### 阅读正文
------------------------------------------------------------

简介
hive是一个客户端, 也可以当作一个软件, 它可以将hql(类似于sql)语句转化为mapreduce算法执行, 得到需要的结果.
原理就是将hadoop文件系统中的一定格式的文件的解析思路保存到mysql(或者其他数据库)中, 这样就可以从数据库取解析方法去操作分布式文件系统的文件了!
环境准备
1. 3台centOS 6.5
关闭防火墙
安装jdk
配置host ( zk1, zk2, zk3)
配置免密钥ssh (包括自己链接自己)
2. mysql一台(主机名mysql)
允许远程连接
给与数据库权限
安装运行hadoop
1. 配置hadoop
解压
mkdir -p /opt/modules/cdh/
tar -zxvf hadoop-2.5.0-cdh5.3.6.tar.gz -C /opt/modules/cdh
cd /opt/modules/cdh/hadoop-2.5.0-cdh5.3.6/etc/hadoop
修改配置文件
- 将
core-site.xml
hdfs-site.xml
yarn-site.xml
mapred-site.xml
hadoop.env.sh
yarn-env.sh
mapred-env.sh
去掉后缀.template
- 在
hadoop.env.sh
yarn-env.sh
mapred-env.sh
添加JAVA_HOME的变量
- core-site.xml
<configuration>
<property>
<name>fs.defaultFS</name>
<value>hdfs://zk1:8020</value>
</property>
<property>
<name>hadoop.tmp.dir</name>
<value>/opt/modules/cdh/hadoop-2.5.0-cdh5.3.6/data</value>
</property>
</configuration>
hdfs-site.xml
<configuration>
<!-- 指定数据冗余份数 -->
<property>
<name>dfs.replication</name>
<value>3</value>
</property>
<!-- 关闭权限检查-->
<property>
<name>dfs.permissions.enable</name>
<value>false</value>
</property>
<property>
<name>dfs.namenode.secondary.http-address</name>
<value>zk3:50090</value>
</property>
<property>
<name>dfs.namenode.http-address</name>
<value>zk1:50070</value>
</property>
<property>
<name>dfs.webhdfs.enabled</name>
<value>true</value>
</property>
</configuration>
- yarn-site.xml
<configuration>
<!-- Site specific YARN configuration properties -->
<property>
<name>yarn.nodemanager.aux-services</name>
<value>mapreduce_shuffle</value>
</property>
<property>
<name>yarn.resourcemanager.hostname</name>
<value>zk2</value>
</property>
<property>
<name>yarn.log-aggregation-enable</name>
<value>true</value>
</property>
<property>
<name>yarn.log-aggregation.retain-seconds</name>
<value>86400</value>
</property>
<!-- 任务历史服务 -->
<property>
<name>yarn.log.server.url</name>
<value>http://zk1:19888/jobhistory/logs/</value>
</property>
</configuration>
- mapred-site.xml
<configuration>
<property>
<name>mapreduce.framework.name</name>
<value>yarn</value>
</property>
<property>
<name>mapreduce.jobhistory.adress</name>
<value>zk1:10020</value>
</property>
<property>
<name>mapreduce.jobhistory.webapp.adress</name>
<value>zk1:19888</value>
</property>
</configuration>
添加slave
文件 (etc/hadoop/目录下)

------------------------------------------------------------

### 材料摘录
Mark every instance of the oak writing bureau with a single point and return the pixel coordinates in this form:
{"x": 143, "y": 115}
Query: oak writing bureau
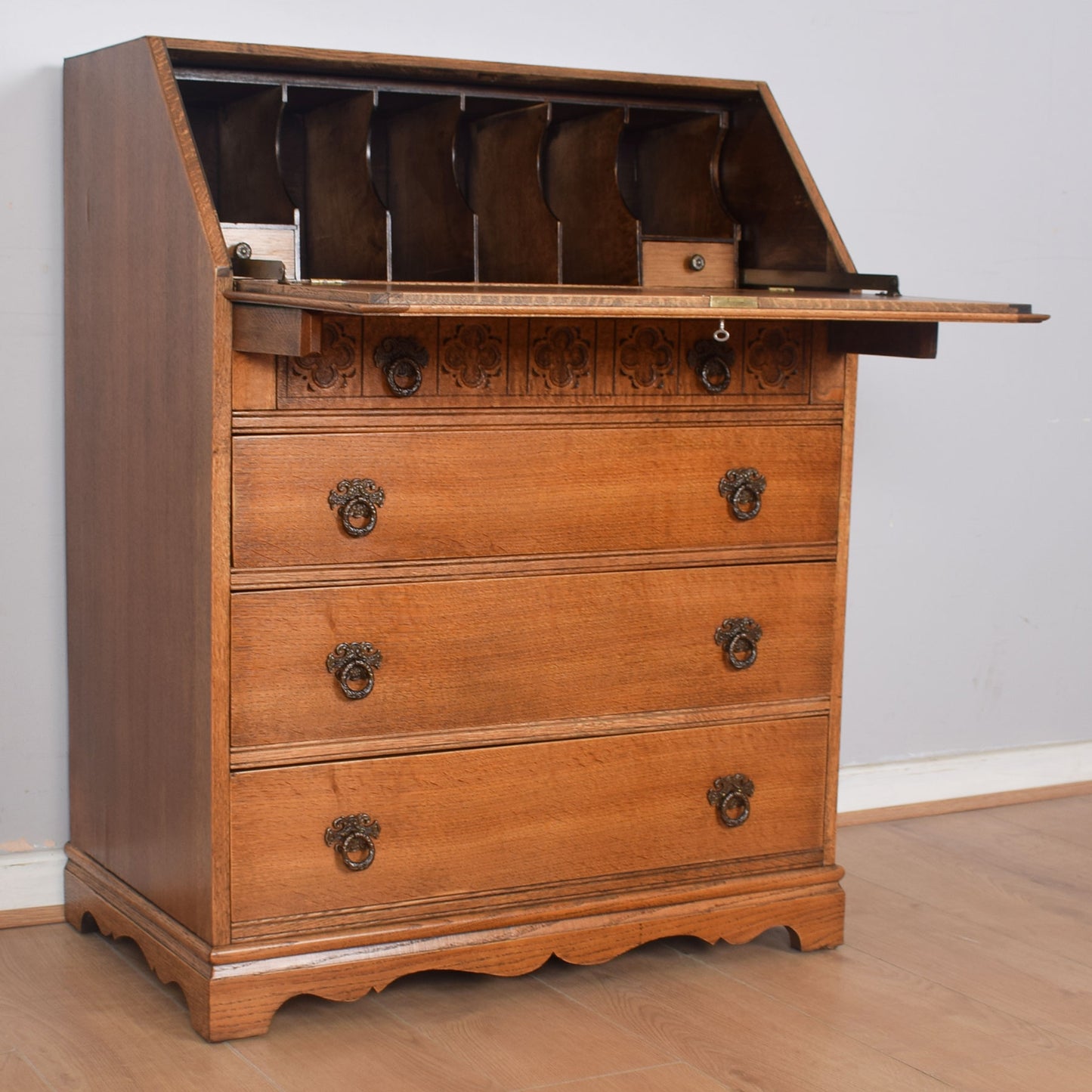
{"x": 458, "y": 490}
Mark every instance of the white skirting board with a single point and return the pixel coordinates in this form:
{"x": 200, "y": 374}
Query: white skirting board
{"x": 954, "y": 777}
{"x": 36, "y": 878}
{"x": 32, "y": 879}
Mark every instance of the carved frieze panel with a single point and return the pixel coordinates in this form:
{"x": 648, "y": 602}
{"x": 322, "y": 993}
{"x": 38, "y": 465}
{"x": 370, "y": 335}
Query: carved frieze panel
{"x": 561, "y": 358}
{"x": 473, "y": 357}
{"x": 647, "y": 358}
{"x": 334, "y": 373}
{"x": 401, "y": 357}
{"x": 775, "y": 360}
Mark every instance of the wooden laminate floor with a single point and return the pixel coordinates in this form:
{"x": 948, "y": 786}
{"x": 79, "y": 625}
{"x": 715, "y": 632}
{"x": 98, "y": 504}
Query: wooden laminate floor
{"x": 967, "y": 964}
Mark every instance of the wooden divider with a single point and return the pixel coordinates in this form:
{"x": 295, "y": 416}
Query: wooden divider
{"x": 519, "y": 237}
{"x": 432, "y": 228}
{"x": 324, "y": 162}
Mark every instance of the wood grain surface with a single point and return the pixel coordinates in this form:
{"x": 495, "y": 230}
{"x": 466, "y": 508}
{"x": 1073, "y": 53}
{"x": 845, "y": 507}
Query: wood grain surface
{"x": 142, "y": 456}
{"x": 454, "y": 493}
{"x": 481, "y": 652}
{"x": 554, "y": 812}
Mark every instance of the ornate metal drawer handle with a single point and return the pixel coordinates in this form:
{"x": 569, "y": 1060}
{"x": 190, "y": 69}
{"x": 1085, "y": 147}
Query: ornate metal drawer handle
{"x": 357, "y": 501}
{"x": 739, "y": 638}
{"x": 731, "y": 797}
{"x": 353, "y": 665}
{"x": 712, "y": 363}
{"x": 353, "y": 839}
{"x": 743, "y": 488}
{"x": 402, "y": 360}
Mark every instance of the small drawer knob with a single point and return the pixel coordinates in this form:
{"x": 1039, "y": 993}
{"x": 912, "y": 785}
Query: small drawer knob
{"x": 353, "y": 839}
{"x": 739, "y": 638}
{"x": 354, "y": 667}
{"x": 743, "y": 488}
{"x": 731, "y": 797}
{"x": 357, "y": 501}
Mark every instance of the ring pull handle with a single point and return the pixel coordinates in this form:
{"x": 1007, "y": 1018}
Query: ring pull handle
{"x": 403, "y": 362}
{"x": 739, "y": 638}
{"x": 743, "y": 488}
{"x": 353, "y": 839}
{"x": 357, "y": 501}
{"x": 731, "y": 797}
{"x": 712, "y": 363}
{"x": 354, "y": 667}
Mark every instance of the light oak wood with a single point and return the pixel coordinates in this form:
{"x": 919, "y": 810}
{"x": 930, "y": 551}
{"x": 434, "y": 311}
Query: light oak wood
{"x": 588, "y": 818}
{"x": 283, "y": 330}
{"x": 464, "y": 653}
{"x": 142, "y": 456}
{"x": 452, "y": 493}
{"x": 232, "y": 998}
{"x": 402, "y": 299}
{"x": 669, "y": 264}
{"x": 549, "y": 565}
{"x": 88, "y": 1013}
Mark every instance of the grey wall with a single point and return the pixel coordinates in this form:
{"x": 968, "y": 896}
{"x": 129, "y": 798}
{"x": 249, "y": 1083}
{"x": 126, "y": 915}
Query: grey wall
{"x": 950, "y": 141}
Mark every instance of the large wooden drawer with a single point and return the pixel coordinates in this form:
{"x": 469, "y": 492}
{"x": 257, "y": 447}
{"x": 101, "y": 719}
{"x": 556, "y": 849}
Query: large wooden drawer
{"x": 463, "y": 653}
{"x": 495, "y": 819}
{"x": 506, "y": 491}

------------------------------------------------------------

### 待完成任务
(A) 根据Hive搭建教程，回答下列问题：
(i) hdfs-site.xml中dfs.replication的值设为多少？
(ii) yarn-site.xml把ResourceManager的主机名指定为哪台机器？
(iii) 环境准备中，那台mysql机器的主机名是什么？
(B) 从Hive搭建教程停下的地方接着往下写。

### 各题答案
(A)
(i) 3
(ii) zk2
(iii) mysql

(B)
vi slave
添加
zk1
zk2
zk3
配置完成后scp
到其他两台主机上
scp -r /opt/modules/cdh/hadoop-2.5.0-cdh5.3.6/etc/hadoop root@zk2:/opt/modules/cdh/hadoop-2.5.0-cdh5.3.6/etc/
scp -r /opt/modules/cdh/hadoop-2.5.0-cdh5.3.6/etc/hadoop root@zk3:/opt/modules/cdh/hadoop-2.5.0-cdh5.3.6/etc/
在namenode机器(zk1)执行格式化namenode
/opt/modules/cdh/hadoop-2.5.0-cdh5.3.6/bin/hdfs namenode -format
2. 启动hadoop
启动namenode (zk1)
/opt/modules/cdh/hadoop-2.5.0-cdh5.3.6/sbin/hadoop-daemon.sh start namenode
启动secondarynamenode (zk3)
/opt/modules/cdh/hadoop-2.5.0-cdh5.3.6/sbin/hadoop-daemon.sh start secondarynamenode
启动datanode (zk1, zk2, zk3)
/opt/modules/cdh/hadoop-2.5.0-cdh5.3.6/sbin/hadoop-daemon.sh start datanode
启动resourcemanager (zk2)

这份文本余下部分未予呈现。